→ Directive: Rewrite the records from the line that has "Objective — set a marker on each instance of the dark" through the end of the records, substituting "pin" for each "marker" and changing nothing else. Return only those lines.

----

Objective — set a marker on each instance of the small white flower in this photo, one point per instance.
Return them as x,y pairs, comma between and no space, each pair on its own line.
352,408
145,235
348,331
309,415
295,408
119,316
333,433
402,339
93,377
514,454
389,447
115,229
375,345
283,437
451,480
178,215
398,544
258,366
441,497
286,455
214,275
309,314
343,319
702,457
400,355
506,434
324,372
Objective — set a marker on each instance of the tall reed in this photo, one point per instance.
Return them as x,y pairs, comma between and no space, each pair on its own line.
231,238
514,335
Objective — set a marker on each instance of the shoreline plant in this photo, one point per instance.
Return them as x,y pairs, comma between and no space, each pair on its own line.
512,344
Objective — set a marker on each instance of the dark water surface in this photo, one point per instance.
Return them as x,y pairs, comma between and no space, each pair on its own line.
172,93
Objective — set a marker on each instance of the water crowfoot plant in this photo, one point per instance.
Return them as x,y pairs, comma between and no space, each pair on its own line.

----

→ Written reply:
Objective — set a pin on each instance of the dark water surface in this photo, one point per instance.
Return them as x,y pairs, comma between and no space, each pair on its own line.
172,93
Objective — set a pin on each instance of the water crowfoot plant in this photo, one point per instance.
Return them as x,y pairs, comma between and no space, each pair on its own line.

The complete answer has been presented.